#### Fuente

Pero Zemeckis no quiso quedarse en la aparición ocasional de personajes animados en alguna secuencia aislada: partiendo de la novela de Gary K. Wolf, y junto con su equipo de guionistas, ideó un libreto en el que humanos y dibus tenían el mismo peso e importancia en una trama que, a su vez, parodiaba con sutileza algunos de los elementos comunes del cine negro y detectivesco de los años cuarenta: aquí, el detective privado (Bob Hoskins), lejos de ser un impasible Bogart, es bajito, regordete y alopécico, que se ve envuelto -cómo no, de manera accidental- en una misteriosa trama de corrupción, traición y asesinato, tras la pista de un particular halcón maltés –en este caso, un goloso testamento- al que todo el mundo quiere echar mano; entre víctimas, sospechosos y testigos, tenemos a un gigantesco conejo parlanchín de enormes orejas, a un bebé cincuentón aficionado a los habanos, a una neumática mujer fatal… y eso por no hablar de las intervenciones esporádicas de la crème de la crème animada de las casas Disney y Warner: Mickey Mouse, Bugs Bunny, el pato Lucas, Donald, Dumbo, Porky… hasta un breve cameo de la mismísima Betty Boop.

########

Instrucciones ▸
[1] Indique si cada afirmación concuerda con el texto sobre Zemeckis y su película, y respalde cada respuesta con las palabras exactas del texto que la deciden: (a) el detective privado del filme es alto y delgado; (b) el guion parte de la novela de Gary K. Wolf; (c) Betty Boop tiene un papel protagonista.
[2] Escriba la continuación del texto sobre Zemeckis y su película a partir de la última oración.

#### Extracto de registros

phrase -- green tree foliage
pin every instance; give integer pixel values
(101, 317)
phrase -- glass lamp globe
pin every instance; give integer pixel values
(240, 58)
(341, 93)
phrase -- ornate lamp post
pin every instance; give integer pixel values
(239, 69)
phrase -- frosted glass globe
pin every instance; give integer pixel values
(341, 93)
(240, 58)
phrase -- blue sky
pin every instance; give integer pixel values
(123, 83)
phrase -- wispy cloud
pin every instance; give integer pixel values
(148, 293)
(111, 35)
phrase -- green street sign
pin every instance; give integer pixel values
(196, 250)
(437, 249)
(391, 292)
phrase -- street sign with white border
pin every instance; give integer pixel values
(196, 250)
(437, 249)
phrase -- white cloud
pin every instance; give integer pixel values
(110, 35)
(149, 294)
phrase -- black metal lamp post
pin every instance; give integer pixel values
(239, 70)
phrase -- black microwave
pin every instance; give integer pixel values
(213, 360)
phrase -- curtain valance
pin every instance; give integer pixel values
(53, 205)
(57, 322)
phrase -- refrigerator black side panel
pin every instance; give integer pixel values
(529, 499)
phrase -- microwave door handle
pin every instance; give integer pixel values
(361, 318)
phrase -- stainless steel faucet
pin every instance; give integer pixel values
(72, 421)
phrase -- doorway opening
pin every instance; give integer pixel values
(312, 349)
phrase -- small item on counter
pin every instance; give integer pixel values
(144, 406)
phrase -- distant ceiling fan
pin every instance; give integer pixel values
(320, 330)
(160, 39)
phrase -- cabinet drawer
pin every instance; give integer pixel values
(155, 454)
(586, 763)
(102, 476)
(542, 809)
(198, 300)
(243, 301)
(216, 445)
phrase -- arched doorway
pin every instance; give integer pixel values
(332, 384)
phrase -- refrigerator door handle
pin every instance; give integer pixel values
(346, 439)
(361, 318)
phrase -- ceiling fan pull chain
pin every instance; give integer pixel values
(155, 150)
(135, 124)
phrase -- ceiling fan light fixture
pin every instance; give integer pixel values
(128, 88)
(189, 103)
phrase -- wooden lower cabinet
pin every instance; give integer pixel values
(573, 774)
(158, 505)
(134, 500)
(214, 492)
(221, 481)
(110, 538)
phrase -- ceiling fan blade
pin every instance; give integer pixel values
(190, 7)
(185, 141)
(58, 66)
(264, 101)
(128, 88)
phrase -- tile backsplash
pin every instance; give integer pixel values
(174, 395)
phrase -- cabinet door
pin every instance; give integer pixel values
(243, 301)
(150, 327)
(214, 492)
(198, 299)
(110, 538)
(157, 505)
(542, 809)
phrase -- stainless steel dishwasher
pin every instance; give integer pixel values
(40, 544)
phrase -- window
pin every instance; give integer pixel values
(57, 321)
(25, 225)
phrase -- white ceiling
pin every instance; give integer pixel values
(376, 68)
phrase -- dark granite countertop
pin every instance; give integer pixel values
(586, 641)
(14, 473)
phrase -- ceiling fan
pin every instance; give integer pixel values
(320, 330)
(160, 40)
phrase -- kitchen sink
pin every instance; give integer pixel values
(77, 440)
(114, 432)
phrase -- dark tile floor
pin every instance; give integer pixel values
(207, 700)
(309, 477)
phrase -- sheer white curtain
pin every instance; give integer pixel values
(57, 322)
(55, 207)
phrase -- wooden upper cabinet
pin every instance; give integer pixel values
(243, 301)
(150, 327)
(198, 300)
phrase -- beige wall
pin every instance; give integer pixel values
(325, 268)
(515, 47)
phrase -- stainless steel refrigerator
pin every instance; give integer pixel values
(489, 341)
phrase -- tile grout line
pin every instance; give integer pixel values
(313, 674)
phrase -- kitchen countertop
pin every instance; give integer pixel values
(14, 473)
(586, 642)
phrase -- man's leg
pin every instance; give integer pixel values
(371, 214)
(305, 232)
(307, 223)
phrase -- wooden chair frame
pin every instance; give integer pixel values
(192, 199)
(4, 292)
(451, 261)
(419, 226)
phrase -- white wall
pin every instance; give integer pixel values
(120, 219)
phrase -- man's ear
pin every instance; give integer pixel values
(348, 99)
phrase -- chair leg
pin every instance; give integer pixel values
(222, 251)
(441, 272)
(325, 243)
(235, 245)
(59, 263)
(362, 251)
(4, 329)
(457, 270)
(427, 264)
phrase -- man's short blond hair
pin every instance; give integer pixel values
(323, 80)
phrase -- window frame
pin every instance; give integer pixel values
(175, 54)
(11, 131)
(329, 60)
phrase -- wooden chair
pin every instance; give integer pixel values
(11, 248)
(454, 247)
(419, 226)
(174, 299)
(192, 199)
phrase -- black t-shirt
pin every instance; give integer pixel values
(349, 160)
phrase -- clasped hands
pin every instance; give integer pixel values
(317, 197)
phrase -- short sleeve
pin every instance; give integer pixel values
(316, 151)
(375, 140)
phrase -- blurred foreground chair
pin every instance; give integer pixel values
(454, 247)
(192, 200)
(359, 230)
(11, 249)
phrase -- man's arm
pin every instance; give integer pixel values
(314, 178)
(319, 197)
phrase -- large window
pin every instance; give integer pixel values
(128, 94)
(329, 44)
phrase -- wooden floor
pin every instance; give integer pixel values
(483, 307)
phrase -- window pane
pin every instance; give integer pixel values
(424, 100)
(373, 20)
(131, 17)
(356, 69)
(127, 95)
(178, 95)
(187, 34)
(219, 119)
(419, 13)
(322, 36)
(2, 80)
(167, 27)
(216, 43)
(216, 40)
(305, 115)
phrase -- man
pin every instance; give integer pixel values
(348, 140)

########

Respuestas esperadas ▸
[1]
(a) No: «es bajito, regordete y alopécico».
(b) Sí: «partiendo de la novela de Gary K. Wolf».
(c) No: «hasta un breve cameo de la mismísima Betty Boop».

[2]
Todo ello no serviría de nada sin el factor humano: es sencillamente increíble el trabajo de los actores de carne y hueso, que durante las semanas que duró el rodaje principal debieron hacer todo un ejercicio de imaginación y mímica para que, ya en postproducción, los magos de ILM hicieran el resto, dando corporeidad, dimensionalidad y realismo a los personajes animados –genial el trabajo de iluminación- , y, finalmente, obrar el milagro: una química y una interactuación entre unos y otros tan verosímil como asombrosa.
Para mi gusto, ¿Quién engañó a Roger Rabbit?, aunque objetivamente la trama pudiera llegar a ser algo previsible –pero, insisto, está excelentemente construida- , es una de mis películas imprescindibles: funciona a todos los niveles, tanto narrativos como técnicos, y nunca antes fantasía y realidad se habían dado la mano de manera tan verosímil. No sólo es que sus trucajes y efectos –artesanales, eficaces, sublimes- , me sigan fascinando como el primer día; es que encima me lo paso pipa cada vez que la veo.
¿Se puede pedir más?
Recomendado para cinéfilos sin complejos.